* DATA PROVIDED:

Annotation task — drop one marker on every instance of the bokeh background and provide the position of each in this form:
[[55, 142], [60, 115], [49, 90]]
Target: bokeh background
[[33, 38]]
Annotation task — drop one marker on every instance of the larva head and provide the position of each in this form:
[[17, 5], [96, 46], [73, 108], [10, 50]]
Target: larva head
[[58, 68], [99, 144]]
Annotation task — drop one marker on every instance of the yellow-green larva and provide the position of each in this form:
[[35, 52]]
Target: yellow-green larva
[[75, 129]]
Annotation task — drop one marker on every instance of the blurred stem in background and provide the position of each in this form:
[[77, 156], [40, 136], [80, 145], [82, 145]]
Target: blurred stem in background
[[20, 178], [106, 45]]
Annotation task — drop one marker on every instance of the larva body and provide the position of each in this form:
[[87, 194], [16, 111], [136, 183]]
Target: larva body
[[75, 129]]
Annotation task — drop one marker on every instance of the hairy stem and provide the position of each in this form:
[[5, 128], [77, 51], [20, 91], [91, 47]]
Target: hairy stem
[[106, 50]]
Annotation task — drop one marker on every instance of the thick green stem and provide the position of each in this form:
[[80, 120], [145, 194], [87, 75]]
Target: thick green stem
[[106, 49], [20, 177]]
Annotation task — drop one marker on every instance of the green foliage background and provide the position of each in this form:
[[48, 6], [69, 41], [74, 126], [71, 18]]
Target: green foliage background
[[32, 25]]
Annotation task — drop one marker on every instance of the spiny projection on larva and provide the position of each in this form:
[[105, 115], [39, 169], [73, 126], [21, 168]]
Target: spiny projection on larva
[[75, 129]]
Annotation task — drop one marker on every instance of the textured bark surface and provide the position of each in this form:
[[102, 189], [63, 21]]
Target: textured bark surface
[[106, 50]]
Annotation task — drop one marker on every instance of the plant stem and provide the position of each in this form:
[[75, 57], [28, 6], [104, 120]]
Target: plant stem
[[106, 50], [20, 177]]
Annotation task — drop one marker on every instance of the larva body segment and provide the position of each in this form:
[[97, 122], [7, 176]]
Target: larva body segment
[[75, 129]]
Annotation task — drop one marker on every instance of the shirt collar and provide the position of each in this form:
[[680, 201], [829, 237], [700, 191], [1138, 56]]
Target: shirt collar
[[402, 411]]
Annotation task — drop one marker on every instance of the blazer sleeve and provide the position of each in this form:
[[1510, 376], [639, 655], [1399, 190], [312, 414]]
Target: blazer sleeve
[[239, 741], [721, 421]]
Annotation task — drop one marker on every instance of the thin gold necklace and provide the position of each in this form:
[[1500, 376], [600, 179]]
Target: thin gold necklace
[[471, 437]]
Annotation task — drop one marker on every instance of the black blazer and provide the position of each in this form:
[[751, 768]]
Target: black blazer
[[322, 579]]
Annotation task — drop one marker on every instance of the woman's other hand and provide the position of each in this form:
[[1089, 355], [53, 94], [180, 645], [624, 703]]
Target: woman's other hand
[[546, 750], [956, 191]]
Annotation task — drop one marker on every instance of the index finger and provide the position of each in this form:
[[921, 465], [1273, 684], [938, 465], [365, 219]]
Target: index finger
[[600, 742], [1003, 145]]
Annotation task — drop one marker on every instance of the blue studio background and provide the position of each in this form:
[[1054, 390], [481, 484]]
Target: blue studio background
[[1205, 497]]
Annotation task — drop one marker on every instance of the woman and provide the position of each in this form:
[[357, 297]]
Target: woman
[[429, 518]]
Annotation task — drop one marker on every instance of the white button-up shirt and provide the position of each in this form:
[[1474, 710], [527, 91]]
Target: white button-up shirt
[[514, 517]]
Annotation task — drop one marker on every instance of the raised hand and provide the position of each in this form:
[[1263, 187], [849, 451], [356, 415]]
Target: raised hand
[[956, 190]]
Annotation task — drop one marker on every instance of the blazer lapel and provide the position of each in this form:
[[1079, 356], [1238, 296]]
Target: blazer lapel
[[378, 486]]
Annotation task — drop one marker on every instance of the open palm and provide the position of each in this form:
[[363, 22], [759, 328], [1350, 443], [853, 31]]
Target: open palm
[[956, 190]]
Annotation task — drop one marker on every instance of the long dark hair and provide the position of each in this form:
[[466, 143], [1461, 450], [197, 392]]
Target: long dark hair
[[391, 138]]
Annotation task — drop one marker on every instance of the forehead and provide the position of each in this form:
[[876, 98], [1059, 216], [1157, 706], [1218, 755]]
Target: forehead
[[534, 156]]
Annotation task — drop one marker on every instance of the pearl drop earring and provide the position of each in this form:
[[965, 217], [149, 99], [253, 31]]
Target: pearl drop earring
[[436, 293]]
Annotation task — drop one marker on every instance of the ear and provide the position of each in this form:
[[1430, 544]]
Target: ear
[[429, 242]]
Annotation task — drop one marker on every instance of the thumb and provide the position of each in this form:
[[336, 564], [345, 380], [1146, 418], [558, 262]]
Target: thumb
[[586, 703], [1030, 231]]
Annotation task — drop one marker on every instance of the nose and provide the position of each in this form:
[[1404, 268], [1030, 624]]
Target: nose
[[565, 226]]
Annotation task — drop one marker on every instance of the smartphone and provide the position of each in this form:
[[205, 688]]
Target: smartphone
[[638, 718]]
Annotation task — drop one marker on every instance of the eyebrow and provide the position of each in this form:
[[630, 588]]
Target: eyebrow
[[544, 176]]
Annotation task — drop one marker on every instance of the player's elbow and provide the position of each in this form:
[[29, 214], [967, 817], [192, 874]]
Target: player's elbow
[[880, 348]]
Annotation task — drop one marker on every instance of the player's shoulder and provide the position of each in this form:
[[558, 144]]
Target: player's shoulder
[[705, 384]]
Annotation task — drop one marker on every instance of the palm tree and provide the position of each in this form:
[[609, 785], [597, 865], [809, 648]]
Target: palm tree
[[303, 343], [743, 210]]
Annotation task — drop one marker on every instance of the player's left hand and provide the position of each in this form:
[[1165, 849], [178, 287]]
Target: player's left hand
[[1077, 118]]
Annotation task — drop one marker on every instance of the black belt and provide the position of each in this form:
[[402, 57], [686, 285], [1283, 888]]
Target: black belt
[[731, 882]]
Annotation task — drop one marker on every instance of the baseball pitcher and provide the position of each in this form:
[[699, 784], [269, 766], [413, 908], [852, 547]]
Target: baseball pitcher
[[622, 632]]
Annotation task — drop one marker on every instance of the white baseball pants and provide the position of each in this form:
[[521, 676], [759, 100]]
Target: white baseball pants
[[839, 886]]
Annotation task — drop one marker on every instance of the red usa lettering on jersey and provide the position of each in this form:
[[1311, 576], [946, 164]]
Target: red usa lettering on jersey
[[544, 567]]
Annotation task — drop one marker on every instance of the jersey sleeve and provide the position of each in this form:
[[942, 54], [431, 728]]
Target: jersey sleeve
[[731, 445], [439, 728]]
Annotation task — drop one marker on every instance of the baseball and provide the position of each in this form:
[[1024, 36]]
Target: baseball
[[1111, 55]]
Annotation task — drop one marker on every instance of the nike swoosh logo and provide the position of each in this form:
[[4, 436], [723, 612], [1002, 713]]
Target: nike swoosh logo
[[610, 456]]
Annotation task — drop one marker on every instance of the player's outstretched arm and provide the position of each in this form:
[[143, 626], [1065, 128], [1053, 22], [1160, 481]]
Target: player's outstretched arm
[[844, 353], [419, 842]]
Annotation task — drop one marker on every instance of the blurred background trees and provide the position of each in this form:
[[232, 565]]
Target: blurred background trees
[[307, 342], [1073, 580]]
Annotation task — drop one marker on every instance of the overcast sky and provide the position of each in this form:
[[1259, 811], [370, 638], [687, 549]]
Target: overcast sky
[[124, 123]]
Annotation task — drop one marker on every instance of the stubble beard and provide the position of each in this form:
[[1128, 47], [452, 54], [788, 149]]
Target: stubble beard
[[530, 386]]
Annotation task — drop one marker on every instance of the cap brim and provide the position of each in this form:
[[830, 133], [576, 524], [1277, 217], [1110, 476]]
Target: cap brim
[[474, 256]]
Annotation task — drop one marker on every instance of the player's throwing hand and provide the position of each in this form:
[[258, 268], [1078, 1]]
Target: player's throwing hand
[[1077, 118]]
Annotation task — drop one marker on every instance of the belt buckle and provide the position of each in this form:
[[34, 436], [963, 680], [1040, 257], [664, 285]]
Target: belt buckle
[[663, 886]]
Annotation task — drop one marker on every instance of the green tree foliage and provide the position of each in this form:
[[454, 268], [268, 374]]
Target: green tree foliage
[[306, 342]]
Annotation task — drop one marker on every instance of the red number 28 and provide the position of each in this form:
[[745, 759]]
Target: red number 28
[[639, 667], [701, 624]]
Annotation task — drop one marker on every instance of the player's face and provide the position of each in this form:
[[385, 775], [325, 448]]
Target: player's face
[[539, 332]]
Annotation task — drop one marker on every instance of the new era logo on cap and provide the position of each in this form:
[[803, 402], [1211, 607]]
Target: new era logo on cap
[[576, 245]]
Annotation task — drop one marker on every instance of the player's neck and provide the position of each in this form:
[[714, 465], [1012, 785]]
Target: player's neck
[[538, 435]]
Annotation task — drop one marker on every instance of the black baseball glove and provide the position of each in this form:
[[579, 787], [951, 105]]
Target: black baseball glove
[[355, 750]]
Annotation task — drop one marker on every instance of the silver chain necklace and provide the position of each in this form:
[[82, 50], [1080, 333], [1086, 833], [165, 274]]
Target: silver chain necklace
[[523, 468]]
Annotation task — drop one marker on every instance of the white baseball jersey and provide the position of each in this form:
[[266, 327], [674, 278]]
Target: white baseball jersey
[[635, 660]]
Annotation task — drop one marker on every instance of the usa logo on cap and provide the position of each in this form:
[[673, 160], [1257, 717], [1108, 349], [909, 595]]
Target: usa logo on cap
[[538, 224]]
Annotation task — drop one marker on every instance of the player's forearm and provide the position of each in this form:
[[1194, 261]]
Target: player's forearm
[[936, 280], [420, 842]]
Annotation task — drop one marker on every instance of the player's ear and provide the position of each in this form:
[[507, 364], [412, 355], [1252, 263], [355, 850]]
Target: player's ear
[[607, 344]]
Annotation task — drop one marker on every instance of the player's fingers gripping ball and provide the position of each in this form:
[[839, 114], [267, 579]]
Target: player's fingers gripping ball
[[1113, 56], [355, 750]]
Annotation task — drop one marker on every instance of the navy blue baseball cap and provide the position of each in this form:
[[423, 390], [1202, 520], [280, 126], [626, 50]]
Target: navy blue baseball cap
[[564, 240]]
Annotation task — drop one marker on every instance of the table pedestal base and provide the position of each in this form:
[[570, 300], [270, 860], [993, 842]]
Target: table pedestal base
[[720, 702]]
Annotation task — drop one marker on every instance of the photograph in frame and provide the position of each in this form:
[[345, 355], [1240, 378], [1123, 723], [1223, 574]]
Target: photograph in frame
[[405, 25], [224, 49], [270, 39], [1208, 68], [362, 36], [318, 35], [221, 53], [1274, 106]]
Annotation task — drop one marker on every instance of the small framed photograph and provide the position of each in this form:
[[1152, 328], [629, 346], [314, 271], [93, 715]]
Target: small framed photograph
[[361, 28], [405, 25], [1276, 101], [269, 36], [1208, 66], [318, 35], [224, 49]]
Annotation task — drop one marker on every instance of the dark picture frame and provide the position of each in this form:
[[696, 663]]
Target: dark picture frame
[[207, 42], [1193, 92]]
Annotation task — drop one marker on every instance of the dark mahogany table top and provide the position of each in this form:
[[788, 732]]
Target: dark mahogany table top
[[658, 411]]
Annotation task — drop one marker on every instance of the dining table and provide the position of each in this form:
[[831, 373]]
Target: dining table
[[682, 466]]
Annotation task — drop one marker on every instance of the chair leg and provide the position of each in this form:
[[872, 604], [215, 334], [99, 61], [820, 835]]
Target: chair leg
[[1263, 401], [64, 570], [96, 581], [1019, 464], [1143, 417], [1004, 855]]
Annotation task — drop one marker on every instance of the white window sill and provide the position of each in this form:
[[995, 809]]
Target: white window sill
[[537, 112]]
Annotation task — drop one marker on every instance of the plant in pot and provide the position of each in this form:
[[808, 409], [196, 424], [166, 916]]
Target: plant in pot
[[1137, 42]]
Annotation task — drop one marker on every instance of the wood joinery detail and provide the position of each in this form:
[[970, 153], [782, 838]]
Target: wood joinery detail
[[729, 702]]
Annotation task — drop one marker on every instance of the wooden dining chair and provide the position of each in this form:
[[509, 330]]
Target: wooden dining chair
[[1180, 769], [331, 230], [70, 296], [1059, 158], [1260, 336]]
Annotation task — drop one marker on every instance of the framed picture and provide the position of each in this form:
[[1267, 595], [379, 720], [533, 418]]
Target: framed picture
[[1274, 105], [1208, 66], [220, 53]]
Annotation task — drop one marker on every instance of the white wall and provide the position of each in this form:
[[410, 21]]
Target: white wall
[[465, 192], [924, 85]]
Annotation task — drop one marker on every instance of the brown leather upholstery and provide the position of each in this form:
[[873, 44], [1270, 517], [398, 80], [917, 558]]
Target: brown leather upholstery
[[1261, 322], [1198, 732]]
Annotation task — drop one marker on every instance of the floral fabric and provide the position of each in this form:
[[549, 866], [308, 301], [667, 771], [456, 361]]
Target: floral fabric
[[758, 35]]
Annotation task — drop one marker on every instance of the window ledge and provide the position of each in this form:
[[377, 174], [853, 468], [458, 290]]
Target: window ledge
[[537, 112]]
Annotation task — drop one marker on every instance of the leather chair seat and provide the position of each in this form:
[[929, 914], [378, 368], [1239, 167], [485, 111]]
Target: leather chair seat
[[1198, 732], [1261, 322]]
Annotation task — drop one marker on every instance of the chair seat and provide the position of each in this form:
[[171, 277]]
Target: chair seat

* EXERCISE DIRECTIONS:
Extract from the listing above the lines between the line containing "Target: player's forearm" and the line containing "[[423, 390], [1202, 520], [280, 126], [626, 50]]", keeping both of those lines. Output nothing else.

* ANSWER BOX:
Target: player's forearm
[[936, 280], [420, 842]]
Annotation task — drop one marker on every instance of the player's ear and provide the position of each in this form:
[[507, 364], [412, 355], [1252, 263], [355, 850]]
Target: player's ear
[[607, 344]]
Annotation task — drop one marker on every instance of the player's fingers gripping ball and provide the position of each in this form:
[[839, 114], [267, 579]]
Target: player's fingers gripping ball
[[1113, 56], [355, 750]]
Annotation task — drop one marker on every instance of the navy blue baseball cap and provide the position of each in this form:
[[423, 390], [1202, 520], [280, 126], [626, 50]]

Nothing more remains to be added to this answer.